(Point annotation records)

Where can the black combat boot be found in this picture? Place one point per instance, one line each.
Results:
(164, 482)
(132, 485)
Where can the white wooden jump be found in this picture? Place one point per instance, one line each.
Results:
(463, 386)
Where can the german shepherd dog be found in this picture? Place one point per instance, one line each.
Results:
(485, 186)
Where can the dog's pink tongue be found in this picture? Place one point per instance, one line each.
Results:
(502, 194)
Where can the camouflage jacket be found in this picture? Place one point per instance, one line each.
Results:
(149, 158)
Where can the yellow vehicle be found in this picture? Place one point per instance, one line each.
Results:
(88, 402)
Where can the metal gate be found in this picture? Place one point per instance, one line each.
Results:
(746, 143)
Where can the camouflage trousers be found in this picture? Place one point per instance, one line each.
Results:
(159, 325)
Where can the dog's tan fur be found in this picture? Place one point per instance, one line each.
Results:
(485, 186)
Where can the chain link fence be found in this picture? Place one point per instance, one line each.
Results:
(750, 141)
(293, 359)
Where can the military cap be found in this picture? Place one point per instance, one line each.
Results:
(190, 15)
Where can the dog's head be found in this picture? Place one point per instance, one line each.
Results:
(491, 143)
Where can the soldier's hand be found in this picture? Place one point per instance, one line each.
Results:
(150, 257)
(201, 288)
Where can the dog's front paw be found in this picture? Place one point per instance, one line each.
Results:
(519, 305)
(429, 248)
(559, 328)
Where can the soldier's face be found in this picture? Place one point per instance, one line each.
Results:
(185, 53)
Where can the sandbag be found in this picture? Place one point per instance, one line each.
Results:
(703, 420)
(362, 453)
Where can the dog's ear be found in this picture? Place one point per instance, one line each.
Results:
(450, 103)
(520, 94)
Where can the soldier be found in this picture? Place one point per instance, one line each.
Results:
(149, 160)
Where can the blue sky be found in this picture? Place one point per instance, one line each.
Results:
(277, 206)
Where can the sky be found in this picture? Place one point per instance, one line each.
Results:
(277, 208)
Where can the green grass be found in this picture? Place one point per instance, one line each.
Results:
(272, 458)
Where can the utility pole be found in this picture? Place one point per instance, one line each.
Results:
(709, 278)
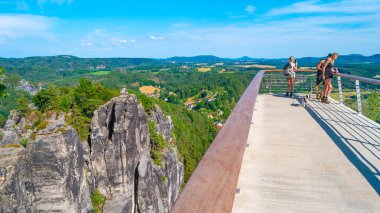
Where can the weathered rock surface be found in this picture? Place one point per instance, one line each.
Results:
(58, 173)
(28, 87)
(12, 129)
(122, 166)
(47, 176)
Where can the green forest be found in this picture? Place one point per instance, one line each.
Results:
(197, 95)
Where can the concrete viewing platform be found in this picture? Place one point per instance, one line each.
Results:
(322, 158)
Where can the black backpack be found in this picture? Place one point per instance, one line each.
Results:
(287, 68)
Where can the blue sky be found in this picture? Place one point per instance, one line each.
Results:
(151, 28)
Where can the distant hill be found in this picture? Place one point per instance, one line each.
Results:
(197, 59)
(67, 62)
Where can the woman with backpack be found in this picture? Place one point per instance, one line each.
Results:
(320, 79)
(289, 72)
(328, 74)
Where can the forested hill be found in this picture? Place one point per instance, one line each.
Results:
(67, 62)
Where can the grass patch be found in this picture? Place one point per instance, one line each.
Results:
(102, 72)
(1, 134)
(42, 125)
(204, 69)
(24, 142)
(97, 199)
(12, 145)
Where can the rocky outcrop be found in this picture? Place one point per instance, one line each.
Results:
(28, 87)
(49, 175)
(58, 173)
(12, 129)
(122, 166)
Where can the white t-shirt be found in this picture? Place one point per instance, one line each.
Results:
(293, 66)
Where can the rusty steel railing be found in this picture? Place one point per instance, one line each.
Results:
(212, 186)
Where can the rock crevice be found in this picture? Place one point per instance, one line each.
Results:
(57, 172)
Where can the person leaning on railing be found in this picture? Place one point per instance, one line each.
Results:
(320, 78)
(328, 72)
(289, 71)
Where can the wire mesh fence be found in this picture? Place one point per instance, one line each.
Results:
(360, 96)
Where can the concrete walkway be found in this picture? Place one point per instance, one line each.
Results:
(323, 158)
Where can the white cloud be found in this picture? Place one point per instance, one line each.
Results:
(305, 36)
(22, 6)
(25, 26)
(156, 37)
(316, 6)
(102, 40)
(180, 25)
(41, 3)
(250, 9)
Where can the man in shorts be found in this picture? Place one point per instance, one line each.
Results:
(320, 76)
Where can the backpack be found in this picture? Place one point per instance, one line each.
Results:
(288, 68)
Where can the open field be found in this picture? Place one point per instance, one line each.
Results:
(148, 90)
(102, 72)
(204, 69)
(261, 66)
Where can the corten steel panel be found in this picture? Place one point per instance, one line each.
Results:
(212, 186)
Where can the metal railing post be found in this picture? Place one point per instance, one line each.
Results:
(340, 90)
(311, 86)
(270, 83)
(357, 85)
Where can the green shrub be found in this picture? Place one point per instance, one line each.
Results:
(164, 179)
(24, 142)
(1, 134)
(42, 125)
(14, 145)
(97, 199)
(33, 136)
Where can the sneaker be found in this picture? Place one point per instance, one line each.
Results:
(327, 100)
(318, 96)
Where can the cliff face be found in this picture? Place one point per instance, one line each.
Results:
(56, 172)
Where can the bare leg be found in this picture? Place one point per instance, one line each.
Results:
(292, 84)
(330, 89)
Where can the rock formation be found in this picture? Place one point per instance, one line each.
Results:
(56, 172)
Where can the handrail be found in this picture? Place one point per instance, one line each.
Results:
(212, 186)
(363, 79)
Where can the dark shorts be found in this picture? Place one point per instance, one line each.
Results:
(329, 76)
(319, 80)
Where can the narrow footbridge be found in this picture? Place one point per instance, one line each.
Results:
(280, 154)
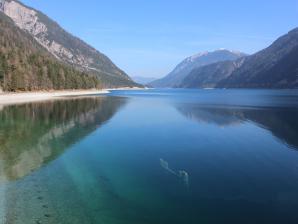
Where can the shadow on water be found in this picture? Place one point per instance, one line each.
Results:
(33, 134)
(281, 122)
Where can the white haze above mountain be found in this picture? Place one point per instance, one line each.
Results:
(175, 77)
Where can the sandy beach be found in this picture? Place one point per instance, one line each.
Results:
(23, 97)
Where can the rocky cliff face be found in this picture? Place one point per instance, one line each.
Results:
(63, 45)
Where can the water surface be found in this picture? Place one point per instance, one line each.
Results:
(154, 156)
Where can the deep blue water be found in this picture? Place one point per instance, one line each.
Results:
(152, 156)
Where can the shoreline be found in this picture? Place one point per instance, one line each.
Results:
(7, 98)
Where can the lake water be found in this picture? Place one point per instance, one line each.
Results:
(152, 157)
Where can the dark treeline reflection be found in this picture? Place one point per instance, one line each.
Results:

- [EXERCISE TASK]: Format every line of the records above as a Markdown table with two columns, Row and Line, giving each line its row number and skipping blank lines. Leave the pictures out of the answer.

- [EXPECTED ANSWER]:
| Row | Line |
|---|---|
| 1 | Where can the black combat boot be found in this picture? Place one point per instance, one line each. |
| 2 | Results: |
| 3 | (164, 482) |
| 4 | (132, 485) |
| 5 | Where can the white wooden jump be found in this picture? Place one point per instance, one line each. |
| 6 | Results: |
| 7 | (463, 386) |
| 8 | Where can the german shepherd dog be found in this picture? Place one point per instance, one line each. |
| 9 | Results: |
| 10 | (485, 186) |
| 11 | Where can the dog's pink tongue be found in this picture? Place one point per instance, one line each. |
| 12 | Results: |
| 13 | (502, 194) |
| 14 | Where can the camouflage jacket be found in this picture? Place one point per instance, one line each. |
| 15 | Results: |
| 16 | (149, 158) |
| 17 | Where can the yellow vehicle be found in this picture? Place one point per instance, one line each. |
| 18 | Results: |
| 19 | (88, 402) |
| 20 | Where can the metal gate be found in this picture? Place one point per instance, one line each. |
| 21 | Results: |
| 22 | (746, 143) |
| 23 | Where can the camouflage trousers be found in this picture? Place one point per instance, one line each. |
| 24 | Results: |
| 25 | (159, 325) |
| 26 | Where can the dog's tan fur be found in this picture? Place one point per instance, one line each. |
| 27 | Results: |
| 28 | (485, 186) |
| 29 | Where can the chain link fence be found in this picture? Place one point per instance, one line each. |
| 30 | Results: |
| 31 | (750, 141) |
| 32 | (293, 359) |
| 33 | Where can the military cap be found in this picture? Place one point per instance, one line each. |
| 34 | Results: |
| 35 | (190, 15) |
| 36 | Where can the dog's head be found in this picture? Place one point per instance, one line each. |
| 37 | Results: |
| 38 | (491, 143) |
| 39 | Where can the soldier's hand be found in this picture? Place one point per instance, one line each. |
| 40 | Results: |
| 41 | (150, 257) |
| 42 | (201, 288) |
| 43 | Where can the dog's front paw be found in this picture? Place one point per instance, one line each. |
| 44 | Results: |
| 45 | (519, 305) |
| 46 | (429, 248) |
| 47 | (559, 328) |
| 48 | Where can the soldier's face be found in this picture? Place one point per instance, one line each. |
| 49 | Results: |
| 50 | (185, 53) |
| 51 | Where can the sandbag be found in this picture? Place one point per instance, one line each. |
| 52 | Results: |
| 53 | (703, 420) |
| 54 | (362, 453) |
| 55 | Where can the dog's ear be found in this picture? Place one point per instance, one line each. |
| 56 | Results: |
| 57 | (450, 103) |
| 58 | (520, 94) |
| 59 | Where can the soldier be found in this picture? Place one point per instance, one line each. |
| 60 | Results: |
| 61 | (149, 160) |
| 62 | Where can the blue sky be found in this picture? Place one point per instance, one line each. |
| 63 | Results: |
| 64 | (277, 206) |
| 65 | Where can the sky be found in this picture? Place one point per instance, one line each. |
| 66 | Results: |
| 67 | (277, 208) |
| 68 | Where can the green grass be found in this picture? Place one point per instance, one line each. |
| 69 | Results: |
| 70 | (272, 458) |
| 71 | Where can the utility pole be found in this picture? Place one point per instance, one line each. |
| 72 | Results: |
| 73 | (709, 278) |
| 74 | Where can the weathered rock surface be found in this picture? Place one point per instance, one line each. |
| 75 | Results: |
| 76 | (58, 173) |
| 77 | (28, 87) |
| 78 | (12, 129) |
| 79 | (122, 166) |
| 80 | (47, 176) |
| 81 | Where can the green forest be found in this picture? Place one point per instance, one line each. |
| 82 | Results: |
| 83 | (197, 95) |
| 84 | Where can the concrete viewing platform be found in this picture? Place one point per instance, one line each. |
| 85 | Results: |
| 86 | (322, 158) |
| 87 | Where can the black backpack be found in this picture? Place one point per instance, one line each. |
| 88 | Results: |
| 89 | (287, 68) |
| 90 | Where can the blue sky be found in this picture? Place one point per instance, one line each. |
| 91 | Results: |
| 92 | (151, 28) |
| 93 | Where can the distant hill be found in this picture? Place one point per instance, one line each. |
| 94 | Results: |
| 95 | (197, 59) |
| 96 | (67, 62) |
| 97 | Where can the woman with backpack be found in this picture? Place one point per instance, one line each. |
| 98 | Results: |
| 99 | (320, 79) |
| 100 | (289, 72) |
| 101 | (328, 74) |
| 102 | Where can the forested hill be found in this picture? Place one point per instance, one line each. |
| 103 | Results: |
| 104 | (67, 62) |
| 105 | Where can the grass patch be found in this picture? Place one point per instance, one line each. |
| 106 | Results: |
| 107 | (102, 72) |
| 108 | (1, 134) |
| 109 | (42, 125) |
| 110 | (204, 69) |
| 111 | (24, 142) |
| 112 | (97, 199) |
| 113 | (12, 145) |
| 114 | Where can the rocky outcrop be found in this picture? Place one point per instance, one line each. |
| 115 | Results: |
| 116 | (28, 87) |
| 117 | (49, 175) |
| 118 | (58, 173) |
| 119 | (12, 129) |
| 120 | (122, 166) |
| 121 | Where can the white t-shirt be found in this picture? Place one point per instance, one line each. |
| 122 | Results: |
| 123 | (293, 66) |
| 124 | Where can the rusty steel railing be found in this picture? Place one point per instance, one line each. |
| 125 | Results: |
| 126 | (212, 186) |
| 127 | Where can the rock crevice be found in this picture? Place one point per instance, one line each. |
| 128 | Results: |
| 129 | (57, 172) |
| 130 | Where can the person leaning on railing be found in this picture? Place one point per instance, one line each. |
| 131 | Results: |
| 132 | (320, 78) |
| 133 | (328, 72) |
| 134 | (289, 71) |
| 135 | Where can the wire mesh fence be found in this picture? Place one point per instance, one line each. |
| 136 | Results: |
| 137 | (360, 96) |
| 138 | Where can the concrete walkway be found in this picture? Place one point per instance, one line each. |
| 139 | Results: |
| 140 | (323, 158) |
| 141 | Where can the white cloud be found in this picture? Place one point per instance, one line each. |
| 142 | Results: |
| 143 | (305, 36) |
| 144 | (22, 6) |
| 145 | (25, 26) |
| 146 | (156, 37) |
| 147 | (316, 6) |
| 148 | (102, 40) |
| 149 | (180, 25) |
| 150 | (41, 3) |
| 151 | (250, 9) |
| 152 | Where can the man in shorts be found in this picture? Place one point per instance, one line each. |
| 153 | Results: |
| 154 | (320, 76) |
| 155 | Where can the backpack be found in this picture? Place one point per instance, one line each. |
| 156 | Results: |
| 157 | (288, 68) |
| 158 | Where can the open field be found in this picture? Place one point per instance, one line each. |
| 159 | Results: |
| 160 | (148, 90) |
| 161 | (102, 72) |
| 162 | (204, 69) |
| 163 | (261, 66) |
| 164 | Where can the corten steel panel be found in this picture? Place one point per instance, one line each. |
| 165 | Results: |
| 166 | (212, 186) |
| 167 | Where can the metal railing post be found in this picture? Place one point per instance, one line each. |
| 168 | Results: |
| 169 | (340, 90) |
| 170 | (311, 86) |
| 171 | (270, 83) |
| 172 | (357, 85) |
| 173 | Where can the green shrub be found in this picture? Place one point per instance, one line each. |
| 174 | Results: |
| 175 | (164, 179) |
| 176 | (24, 142) |
| 177 | (1, 134) |
| 178 | (42, 125) |
| 179 | (14, 145) |
| 180 | (97, 199) |
| 181 | (33, 136) |
| 182 | Where can the sneaker be found in this picture? Place one point per instance, one line each. |
| 183 | Results: |
| 184 | (327, 100) |
| 185 | (318, 96) |
| 186 | Where can the cliff face be found in this picture? Place one point per instance, one line each. |
| 187 | Results: |
| 188 | (56, 172) |
| 189 | Where can the bare leg be found in this picture? Place one point per instance, one line each. |
| 190 | Results: |
| 191 | (292, 84) |
| 192 | (330, 89) |
| 193 | Where can the rock formation be found in this picture? Place one point per instance, one line each. |
| 194 | Results: |
| 195 | (56, 172) |
| 196 | Where can the handrail be found in this picture? Place one point per instance, one line each. |
| 197 | Results: |
| 198 | (212, 186) |
| 199 | (363, 79) |
| 200 | Where can the dark shorts be found in this picture? Place one point per instance, one line each. |
| 201 | Results: |
| 202 | (329, 76) |
| 203 | (319, 80) |
| 204 | Where can the narrow footbridge be found in this picture? Place one point per instance, one line each. |
| 205 | Results: |
| 206 | (280, 154) |
| 207 | Where can the shadow on water be found in this picture? Place one point per instance, one line each. |
| 208 | Results: |
| 209 | (33, 134) |
| 210 | (281, 122) |
| 211 | Where can the white haze above mountain be found in this picture? Place one point per instance, one line each. |
| 212 | Results: |
| 213 | (175, 77) |
| 214 | Where can the sandy beach be found in this picture? Place one point per instance, one line each. |
| 215 | Results: |
| 216 | (23, 97) |
| 217 | Where can the rocky cliff face be found in this picture? Place one point per instance, one line each. |
| 218 | Results: |
| 219 | (63, 45) |
| 220 | Where can the water surface be found in this picture? Place one point per instance, one line each. |
| 221 | Results: |
| 222 | (154, 156) |
| 223 | Where can the deep blue water be found in this picture? Place one point per instance, one line each. |
| 224 | Results: |
| 225 | (152, 156) |
| 226 | Where can the shoreline be found in this picture? Place one point per instance, one line each. |
| 227 | Results: |
| 228 | (7, 98) |
| 229 | Where can the lake water be found in this picture? Place one point per instance, one line each. |
| 230 | Results: |
| 231 | (152, 157) |
| 232 | Where can the dark treeline reflection be found in this picture? Place one point per instance, one line each. |
| 233 | Results: |